About this task: Which lines in the records below contain the word "Draw"? Copy each one.

Material to process:
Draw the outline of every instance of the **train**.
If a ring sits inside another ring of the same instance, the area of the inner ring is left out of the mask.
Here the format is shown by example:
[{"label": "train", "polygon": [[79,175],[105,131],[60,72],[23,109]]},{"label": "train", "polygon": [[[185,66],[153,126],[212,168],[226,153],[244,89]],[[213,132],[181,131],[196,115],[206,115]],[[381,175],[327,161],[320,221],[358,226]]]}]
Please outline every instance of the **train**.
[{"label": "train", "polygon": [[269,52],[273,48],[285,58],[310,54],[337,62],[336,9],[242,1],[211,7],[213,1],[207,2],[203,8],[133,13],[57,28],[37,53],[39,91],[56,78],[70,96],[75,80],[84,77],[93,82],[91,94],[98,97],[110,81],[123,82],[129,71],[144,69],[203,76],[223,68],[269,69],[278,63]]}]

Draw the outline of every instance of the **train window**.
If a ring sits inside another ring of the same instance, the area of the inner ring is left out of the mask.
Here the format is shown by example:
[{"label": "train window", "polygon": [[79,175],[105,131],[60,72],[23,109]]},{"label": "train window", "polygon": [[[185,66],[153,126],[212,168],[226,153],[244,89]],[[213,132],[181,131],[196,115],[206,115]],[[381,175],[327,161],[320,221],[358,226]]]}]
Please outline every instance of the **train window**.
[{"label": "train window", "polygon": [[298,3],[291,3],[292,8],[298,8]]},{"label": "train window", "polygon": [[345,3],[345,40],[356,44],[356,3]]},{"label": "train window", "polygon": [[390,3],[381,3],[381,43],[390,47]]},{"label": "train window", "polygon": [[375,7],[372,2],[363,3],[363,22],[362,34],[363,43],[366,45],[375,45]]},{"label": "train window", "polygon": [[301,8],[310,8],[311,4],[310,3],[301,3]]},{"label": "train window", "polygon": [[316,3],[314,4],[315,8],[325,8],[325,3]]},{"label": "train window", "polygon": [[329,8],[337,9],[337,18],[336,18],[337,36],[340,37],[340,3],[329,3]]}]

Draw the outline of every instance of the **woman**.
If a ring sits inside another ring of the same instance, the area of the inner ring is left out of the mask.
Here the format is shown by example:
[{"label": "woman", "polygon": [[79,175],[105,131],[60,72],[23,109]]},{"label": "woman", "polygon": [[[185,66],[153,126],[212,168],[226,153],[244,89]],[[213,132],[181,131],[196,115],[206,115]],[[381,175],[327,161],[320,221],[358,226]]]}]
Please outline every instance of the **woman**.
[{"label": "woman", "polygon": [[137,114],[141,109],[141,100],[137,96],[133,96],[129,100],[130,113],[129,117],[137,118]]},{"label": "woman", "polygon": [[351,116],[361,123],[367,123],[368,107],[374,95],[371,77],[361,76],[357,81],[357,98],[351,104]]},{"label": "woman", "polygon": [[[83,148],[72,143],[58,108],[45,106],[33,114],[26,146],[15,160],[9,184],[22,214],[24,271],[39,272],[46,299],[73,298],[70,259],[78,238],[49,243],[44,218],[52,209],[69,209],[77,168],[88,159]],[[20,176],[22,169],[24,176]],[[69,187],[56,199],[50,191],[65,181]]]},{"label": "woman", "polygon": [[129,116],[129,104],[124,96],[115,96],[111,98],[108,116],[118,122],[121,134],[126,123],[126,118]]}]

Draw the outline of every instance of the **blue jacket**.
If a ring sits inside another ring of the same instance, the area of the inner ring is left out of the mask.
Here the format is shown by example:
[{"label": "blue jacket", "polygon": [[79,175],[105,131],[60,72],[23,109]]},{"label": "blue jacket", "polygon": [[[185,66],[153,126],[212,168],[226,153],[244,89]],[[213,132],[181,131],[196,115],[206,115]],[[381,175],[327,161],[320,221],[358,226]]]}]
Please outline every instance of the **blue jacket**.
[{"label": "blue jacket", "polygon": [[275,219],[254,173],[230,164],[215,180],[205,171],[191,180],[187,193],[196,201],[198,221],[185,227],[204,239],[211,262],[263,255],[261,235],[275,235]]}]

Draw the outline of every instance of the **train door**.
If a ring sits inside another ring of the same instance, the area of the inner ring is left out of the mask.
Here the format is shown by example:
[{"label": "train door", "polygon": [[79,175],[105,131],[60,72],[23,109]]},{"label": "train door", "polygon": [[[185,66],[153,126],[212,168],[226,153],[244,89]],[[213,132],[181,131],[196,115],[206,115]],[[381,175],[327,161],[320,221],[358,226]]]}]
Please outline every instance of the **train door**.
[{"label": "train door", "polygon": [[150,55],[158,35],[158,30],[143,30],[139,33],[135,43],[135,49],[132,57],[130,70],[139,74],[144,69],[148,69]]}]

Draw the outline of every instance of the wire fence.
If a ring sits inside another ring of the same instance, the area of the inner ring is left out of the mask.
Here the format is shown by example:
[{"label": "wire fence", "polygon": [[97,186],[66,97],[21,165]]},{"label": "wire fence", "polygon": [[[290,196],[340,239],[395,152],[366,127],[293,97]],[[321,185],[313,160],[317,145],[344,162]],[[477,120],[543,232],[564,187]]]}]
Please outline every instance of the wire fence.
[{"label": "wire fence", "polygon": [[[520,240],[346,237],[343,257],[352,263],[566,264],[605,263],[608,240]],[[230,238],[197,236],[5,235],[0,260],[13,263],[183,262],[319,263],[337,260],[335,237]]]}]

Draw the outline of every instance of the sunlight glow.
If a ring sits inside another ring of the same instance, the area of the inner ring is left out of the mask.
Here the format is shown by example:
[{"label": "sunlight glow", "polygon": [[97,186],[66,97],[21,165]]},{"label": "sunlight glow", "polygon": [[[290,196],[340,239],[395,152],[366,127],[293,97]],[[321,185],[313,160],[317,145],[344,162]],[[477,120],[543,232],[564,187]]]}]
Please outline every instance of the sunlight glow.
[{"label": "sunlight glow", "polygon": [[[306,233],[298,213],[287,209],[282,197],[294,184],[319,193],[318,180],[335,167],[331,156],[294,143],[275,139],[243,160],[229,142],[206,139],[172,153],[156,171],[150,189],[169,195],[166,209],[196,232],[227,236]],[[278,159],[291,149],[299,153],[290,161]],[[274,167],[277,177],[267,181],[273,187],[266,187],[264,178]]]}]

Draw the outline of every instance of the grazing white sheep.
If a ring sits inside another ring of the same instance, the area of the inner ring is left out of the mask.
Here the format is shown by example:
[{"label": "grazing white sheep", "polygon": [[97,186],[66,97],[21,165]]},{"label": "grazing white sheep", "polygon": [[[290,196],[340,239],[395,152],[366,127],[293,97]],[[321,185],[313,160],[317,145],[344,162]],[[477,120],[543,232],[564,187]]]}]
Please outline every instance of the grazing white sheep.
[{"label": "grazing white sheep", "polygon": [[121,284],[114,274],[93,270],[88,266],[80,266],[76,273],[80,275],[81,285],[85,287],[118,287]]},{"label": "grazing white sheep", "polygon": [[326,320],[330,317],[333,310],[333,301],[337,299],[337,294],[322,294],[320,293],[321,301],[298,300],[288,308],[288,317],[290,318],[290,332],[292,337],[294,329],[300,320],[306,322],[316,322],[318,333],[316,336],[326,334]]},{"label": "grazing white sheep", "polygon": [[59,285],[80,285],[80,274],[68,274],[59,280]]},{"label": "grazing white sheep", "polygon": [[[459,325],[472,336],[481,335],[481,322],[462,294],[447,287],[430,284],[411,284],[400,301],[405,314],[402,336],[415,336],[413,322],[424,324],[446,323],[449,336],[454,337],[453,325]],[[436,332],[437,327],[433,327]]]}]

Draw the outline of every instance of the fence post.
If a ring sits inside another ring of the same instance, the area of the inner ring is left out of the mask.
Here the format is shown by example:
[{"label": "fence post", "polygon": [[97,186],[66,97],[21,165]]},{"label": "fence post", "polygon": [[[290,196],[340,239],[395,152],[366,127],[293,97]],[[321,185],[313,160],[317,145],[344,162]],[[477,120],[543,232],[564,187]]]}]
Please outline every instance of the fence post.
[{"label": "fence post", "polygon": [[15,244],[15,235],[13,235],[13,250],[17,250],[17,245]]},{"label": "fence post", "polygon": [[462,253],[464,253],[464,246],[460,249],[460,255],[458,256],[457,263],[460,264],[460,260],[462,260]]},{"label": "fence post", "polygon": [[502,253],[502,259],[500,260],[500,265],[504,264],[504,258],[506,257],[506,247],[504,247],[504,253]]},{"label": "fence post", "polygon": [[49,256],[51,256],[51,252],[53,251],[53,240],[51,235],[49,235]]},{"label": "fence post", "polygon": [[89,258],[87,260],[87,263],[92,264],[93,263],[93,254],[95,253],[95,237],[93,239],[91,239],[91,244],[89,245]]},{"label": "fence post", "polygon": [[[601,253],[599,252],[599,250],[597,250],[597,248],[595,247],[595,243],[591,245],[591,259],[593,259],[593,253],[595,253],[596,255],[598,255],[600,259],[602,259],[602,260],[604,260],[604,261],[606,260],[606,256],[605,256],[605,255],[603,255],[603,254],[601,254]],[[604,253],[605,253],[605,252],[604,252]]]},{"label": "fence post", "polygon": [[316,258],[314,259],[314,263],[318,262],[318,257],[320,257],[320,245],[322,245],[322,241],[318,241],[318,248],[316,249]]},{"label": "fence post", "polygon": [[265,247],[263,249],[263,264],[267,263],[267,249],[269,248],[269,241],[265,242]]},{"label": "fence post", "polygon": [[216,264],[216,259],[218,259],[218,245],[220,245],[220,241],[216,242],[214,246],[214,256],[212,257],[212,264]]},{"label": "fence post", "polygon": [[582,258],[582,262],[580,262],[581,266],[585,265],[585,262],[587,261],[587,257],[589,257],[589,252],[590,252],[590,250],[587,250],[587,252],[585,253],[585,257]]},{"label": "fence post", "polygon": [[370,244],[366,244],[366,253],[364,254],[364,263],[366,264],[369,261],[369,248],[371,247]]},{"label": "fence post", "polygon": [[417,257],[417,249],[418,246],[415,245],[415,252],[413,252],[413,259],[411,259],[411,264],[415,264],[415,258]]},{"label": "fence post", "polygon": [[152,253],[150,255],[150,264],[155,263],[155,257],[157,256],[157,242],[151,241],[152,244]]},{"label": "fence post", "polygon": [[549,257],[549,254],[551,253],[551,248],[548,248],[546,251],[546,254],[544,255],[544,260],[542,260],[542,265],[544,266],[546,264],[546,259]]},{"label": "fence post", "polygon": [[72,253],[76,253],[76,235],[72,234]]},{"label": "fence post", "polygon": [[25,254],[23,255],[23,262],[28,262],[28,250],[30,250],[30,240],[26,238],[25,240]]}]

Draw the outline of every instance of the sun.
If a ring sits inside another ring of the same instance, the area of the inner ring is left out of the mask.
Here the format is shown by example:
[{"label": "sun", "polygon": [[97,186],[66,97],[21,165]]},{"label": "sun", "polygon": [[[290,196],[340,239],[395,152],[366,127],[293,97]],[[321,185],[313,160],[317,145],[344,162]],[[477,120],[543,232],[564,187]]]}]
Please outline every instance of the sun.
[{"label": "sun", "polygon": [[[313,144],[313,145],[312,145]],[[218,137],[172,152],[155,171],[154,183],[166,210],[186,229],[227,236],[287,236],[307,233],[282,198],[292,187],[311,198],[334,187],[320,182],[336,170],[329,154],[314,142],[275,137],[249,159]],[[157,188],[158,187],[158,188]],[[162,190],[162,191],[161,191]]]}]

Answer space:
Draw the outline of every instance of the **train**.
Draw the outline of every instance of the **train window**.
Draw the outline of every instance of the **woman**.
Draw the outline of every instance of the **blue jacket**.
Draw the outline of every instance of the **train door**.
Draw the outline of every instance of the wire fence.
Draw the outline of every instance of the sunlight glow.
Draw the outline of every instance of the grazing white sheep.
Draw the outline of every instance of the fence post.
Draw the outline of every instance of the sun.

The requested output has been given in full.